Input data START
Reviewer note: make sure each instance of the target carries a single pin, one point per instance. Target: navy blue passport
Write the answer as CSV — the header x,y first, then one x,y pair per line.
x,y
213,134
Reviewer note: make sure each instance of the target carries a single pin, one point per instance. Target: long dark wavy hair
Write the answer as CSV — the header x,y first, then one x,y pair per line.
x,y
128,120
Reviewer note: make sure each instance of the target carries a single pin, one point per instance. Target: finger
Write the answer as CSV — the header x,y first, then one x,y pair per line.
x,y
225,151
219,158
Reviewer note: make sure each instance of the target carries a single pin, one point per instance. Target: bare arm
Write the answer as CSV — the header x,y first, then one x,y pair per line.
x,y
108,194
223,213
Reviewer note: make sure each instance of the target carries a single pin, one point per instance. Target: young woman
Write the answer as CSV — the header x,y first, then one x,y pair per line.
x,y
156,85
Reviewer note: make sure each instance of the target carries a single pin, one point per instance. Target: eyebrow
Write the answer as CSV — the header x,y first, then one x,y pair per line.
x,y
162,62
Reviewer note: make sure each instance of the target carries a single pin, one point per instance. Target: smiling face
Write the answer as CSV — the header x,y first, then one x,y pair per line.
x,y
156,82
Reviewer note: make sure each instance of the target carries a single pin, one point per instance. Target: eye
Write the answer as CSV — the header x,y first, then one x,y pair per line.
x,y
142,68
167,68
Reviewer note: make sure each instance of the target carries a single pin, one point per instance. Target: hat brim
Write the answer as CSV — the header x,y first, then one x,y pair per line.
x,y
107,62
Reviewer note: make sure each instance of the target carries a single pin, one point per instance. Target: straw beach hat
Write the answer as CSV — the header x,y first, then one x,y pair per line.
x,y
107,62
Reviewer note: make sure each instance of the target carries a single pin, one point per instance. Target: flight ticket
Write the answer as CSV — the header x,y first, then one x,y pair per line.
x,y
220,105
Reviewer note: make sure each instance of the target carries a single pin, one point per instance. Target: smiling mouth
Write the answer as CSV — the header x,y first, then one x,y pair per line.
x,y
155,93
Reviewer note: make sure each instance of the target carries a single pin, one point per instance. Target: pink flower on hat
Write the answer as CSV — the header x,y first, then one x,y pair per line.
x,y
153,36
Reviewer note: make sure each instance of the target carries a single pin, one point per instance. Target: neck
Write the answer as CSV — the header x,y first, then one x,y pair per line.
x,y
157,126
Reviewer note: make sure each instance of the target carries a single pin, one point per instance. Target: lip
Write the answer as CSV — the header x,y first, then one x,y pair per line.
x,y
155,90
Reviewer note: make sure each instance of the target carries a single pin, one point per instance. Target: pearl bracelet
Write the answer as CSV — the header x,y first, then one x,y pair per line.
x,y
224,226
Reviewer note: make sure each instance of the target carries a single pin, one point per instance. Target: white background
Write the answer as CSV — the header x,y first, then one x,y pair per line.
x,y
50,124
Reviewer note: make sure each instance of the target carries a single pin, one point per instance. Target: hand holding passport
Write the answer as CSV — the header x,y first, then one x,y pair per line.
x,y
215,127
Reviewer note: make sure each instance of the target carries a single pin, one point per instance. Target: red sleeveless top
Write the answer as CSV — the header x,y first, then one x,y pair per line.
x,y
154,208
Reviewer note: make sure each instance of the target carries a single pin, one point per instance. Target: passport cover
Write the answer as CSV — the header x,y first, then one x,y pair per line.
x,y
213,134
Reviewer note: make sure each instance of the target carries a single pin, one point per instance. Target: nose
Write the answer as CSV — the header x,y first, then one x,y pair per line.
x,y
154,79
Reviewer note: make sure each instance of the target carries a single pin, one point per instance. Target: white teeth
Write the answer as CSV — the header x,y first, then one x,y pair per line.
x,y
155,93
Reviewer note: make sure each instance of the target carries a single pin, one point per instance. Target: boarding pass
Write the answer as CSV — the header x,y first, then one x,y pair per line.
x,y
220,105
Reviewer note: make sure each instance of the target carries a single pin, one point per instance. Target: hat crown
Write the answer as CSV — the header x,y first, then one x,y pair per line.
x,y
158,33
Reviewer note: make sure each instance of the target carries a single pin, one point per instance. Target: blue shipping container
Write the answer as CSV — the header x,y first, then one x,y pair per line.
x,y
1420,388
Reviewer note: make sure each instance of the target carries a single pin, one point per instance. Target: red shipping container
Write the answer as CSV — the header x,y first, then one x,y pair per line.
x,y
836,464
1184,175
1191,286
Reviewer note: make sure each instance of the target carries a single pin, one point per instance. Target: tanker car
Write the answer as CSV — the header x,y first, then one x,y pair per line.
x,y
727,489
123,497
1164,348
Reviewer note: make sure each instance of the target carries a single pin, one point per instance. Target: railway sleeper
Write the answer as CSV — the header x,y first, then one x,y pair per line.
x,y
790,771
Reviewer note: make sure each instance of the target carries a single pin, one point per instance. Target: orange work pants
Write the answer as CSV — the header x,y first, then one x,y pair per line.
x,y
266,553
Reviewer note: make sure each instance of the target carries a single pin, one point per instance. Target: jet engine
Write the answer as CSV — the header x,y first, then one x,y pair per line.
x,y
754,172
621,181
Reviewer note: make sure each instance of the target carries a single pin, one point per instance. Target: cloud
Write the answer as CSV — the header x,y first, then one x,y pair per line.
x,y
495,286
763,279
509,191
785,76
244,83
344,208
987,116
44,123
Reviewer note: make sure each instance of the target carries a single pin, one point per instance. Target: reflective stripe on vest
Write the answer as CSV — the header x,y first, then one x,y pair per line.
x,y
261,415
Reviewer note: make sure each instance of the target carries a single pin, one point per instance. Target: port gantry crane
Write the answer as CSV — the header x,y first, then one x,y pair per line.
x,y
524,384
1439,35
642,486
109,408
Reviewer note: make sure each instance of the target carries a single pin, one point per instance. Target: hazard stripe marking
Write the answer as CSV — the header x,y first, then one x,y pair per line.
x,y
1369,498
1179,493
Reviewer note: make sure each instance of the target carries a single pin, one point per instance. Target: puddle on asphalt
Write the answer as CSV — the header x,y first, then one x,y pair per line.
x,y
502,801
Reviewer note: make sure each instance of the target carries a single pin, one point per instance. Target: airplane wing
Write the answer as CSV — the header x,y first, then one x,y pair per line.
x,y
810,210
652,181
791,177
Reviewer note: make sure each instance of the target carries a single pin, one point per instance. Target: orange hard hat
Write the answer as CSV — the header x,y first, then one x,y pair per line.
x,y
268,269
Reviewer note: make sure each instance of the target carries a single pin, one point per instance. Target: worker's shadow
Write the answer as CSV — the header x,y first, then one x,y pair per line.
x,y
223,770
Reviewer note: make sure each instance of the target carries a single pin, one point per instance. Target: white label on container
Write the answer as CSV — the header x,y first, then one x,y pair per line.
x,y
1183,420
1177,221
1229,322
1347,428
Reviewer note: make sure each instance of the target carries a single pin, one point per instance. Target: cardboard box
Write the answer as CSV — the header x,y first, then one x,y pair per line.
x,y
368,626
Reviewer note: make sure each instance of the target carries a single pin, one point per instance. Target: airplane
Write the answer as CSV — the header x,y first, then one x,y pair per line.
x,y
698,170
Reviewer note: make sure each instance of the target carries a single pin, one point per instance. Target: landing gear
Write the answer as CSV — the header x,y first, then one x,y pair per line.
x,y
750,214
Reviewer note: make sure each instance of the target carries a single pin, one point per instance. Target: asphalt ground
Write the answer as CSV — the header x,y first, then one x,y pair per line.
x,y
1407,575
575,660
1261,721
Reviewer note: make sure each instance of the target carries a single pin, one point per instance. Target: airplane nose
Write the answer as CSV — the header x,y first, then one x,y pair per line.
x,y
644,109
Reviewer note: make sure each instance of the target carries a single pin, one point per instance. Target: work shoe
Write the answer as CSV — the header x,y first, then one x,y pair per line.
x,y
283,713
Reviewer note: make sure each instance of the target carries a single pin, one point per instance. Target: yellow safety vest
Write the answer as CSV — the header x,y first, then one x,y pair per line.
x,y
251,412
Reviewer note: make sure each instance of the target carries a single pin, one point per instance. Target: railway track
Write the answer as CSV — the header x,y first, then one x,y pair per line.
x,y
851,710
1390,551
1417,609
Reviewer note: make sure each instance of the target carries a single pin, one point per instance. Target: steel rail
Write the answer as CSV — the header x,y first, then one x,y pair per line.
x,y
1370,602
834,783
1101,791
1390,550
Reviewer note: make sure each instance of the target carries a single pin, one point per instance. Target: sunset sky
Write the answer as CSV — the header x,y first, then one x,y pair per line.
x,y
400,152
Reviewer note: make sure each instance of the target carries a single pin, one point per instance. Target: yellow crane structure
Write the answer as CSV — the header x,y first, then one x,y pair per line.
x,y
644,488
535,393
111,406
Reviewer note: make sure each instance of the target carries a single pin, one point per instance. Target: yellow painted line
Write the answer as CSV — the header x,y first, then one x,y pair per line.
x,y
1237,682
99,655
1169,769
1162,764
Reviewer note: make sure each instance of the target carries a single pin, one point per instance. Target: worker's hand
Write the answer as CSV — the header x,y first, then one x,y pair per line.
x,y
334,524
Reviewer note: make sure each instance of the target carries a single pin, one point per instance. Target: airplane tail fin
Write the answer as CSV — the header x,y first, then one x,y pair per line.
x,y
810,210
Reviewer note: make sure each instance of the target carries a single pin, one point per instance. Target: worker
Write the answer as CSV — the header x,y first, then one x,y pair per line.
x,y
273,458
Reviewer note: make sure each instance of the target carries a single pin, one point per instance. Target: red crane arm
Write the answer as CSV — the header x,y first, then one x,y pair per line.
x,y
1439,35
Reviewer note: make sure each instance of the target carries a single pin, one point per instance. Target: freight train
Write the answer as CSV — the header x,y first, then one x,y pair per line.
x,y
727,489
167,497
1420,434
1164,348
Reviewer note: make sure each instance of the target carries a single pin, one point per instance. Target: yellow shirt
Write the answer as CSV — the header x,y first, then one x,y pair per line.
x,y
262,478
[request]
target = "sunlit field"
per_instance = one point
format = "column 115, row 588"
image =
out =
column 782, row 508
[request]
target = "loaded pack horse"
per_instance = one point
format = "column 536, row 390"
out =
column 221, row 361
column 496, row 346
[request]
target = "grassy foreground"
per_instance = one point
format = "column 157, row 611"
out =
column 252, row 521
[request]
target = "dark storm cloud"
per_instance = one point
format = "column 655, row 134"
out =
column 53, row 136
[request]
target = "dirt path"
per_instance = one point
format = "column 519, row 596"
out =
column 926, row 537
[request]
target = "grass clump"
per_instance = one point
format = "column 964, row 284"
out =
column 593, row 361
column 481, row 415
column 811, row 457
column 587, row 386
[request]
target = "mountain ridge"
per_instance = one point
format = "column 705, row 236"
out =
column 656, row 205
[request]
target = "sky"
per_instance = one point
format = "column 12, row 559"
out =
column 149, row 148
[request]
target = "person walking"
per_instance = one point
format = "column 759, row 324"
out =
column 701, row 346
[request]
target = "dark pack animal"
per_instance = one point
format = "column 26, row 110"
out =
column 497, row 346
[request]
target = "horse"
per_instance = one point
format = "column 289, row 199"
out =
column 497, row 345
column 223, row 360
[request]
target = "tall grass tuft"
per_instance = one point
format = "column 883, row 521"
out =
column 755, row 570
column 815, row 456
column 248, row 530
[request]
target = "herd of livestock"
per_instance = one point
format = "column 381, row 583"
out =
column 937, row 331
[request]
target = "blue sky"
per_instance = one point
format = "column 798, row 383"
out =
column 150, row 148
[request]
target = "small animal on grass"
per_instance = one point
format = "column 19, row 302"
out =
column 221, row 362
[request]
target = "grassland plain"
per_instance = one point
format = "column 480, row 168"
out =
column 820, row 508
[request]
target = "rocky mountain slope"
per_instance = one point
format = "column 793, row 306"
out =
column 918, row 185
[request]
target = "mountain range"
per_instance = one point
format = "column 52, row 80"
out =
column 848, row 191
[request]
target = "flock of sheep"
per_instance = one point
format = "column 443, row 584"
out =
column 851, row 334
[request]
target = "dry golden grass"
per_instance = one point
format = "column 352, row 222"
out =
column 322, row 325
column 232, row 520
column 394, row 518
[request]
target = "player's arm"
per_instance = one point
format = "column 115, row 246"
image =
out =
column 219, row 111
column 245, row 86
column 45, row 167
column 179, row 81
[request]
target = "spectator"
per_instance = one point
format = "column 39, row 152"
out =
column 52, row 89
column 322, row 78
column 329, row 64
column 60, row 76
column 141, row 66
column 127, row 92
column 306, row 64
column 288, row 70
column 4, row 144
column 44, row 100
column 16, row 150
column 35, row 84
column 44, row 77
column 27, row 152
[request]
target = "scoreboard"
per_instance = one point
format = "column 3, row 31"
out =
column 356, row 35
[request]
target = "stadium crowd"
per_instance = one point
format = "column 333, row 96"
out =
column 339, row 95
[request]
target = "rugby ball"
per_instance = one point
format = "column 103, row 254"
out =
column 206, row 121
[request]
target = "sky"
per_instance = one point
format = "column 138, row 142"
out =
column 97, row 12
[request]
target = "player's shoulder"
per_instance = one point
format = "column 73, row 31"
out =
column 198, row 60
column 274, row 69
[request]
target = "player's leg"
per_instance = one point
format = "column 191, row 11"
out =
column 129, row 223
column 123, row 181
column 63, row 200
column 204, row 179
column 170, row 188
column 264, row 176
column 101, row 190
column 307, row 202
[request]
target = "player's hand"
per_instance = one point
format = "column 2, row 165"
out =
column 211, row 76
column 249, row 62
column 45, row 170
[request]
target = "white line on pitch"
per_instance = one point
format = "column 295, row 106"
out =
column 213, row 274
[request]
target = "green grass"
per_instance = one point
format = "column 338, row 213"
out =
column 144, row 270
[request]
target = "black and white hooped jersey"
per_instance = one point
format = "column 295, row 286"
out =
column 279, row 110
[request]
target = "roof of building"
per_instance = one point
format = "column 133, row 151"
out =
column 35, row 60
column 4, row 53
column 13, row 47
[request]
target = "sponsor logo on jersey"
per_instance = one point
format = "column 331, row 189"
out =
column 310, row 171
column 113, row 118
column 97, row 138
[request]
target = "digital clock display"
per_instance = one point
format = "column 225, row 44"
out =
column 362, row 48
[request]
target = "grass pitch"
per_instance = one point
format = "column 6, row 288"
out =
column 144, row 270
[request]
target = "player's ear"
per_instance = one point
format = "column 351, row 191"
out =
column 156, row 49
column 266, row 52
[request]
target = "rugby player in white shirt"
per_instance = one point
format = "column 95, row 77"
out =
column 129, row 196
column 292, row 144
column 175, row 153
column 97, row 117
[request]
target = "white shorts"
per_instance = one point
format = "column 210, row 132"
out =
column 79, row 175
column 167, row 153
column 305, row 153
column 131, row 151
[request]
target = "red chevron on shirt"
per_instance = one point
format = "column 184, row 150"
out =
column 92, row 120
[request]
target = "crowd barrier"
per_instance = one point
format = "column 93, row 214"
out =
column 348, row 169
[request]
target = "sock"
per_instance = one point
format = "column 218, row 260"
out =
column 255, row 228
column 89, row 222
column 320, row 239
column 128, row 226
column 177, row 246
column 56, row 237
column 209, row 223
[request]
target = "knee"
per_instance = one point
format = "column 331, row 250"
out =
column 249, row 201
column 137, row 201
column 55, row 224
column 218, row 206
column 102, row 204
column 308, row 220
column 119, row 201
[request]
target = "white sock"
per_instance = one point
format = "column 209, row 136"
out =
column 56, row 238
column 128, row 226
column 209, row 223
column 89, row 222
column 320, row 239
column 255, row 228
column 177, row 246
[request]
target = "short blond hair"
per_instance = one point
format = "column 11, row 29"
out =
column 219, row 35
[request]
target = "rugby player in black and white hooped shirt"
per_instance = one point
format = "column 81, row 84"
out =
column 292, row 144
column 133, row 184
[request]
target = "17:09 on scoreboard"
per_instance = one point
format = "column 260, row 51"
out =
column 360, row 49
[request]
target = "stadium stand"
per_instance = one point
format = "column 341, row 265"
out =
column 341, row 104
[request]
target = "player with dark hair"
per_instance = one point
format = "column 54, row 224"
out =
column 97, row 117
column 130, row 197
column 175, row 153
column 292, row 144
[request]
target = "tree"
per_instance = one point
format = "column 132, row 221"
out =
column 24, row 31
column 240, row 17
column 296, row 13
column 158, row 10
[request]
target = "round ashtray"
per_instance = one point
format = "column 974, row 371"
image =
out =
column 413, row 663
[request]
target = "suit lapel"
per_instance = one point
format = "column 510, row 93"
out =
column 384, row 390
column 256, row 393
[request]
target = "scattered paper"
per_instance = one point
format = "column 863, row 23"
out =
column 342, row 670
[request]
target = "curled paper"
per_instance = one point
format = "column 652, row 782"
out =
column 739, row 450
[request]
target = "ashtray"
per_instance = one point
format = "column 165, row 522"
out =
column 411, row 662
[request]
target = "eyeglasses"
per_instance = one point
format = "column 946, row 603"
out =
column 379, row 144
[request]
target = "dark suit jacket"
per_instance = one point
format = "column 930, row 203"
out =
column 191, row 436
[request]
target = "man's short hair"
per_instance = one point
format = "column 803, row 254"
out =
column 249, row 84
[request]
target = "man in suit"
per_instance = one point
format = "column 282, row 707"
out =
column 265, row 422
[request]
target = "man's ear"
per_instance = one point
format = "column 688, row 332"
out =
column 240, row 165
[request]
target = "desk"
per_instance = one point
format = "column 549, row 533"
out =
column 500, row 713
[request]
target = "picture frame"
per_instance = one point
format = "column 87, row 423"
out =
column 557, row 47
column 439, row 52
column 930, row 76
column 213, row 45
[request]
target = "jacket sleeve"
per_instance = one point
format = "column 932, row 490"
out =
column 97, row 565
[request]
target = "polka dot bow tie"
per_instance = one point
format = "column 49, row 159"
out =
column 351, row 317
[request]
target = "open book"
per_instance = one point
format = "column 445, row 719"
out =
Input data END
Looking at the entries above, copy out every line in which "hair" occurs.

▶ **Solution to the exercise**
Reviewer note: make sure each instance of the target carries a single pin, one point per instance. Target: long dark wavy hair
target = "short blond hair"
target = "player with dark hair"
target = "man's short hair"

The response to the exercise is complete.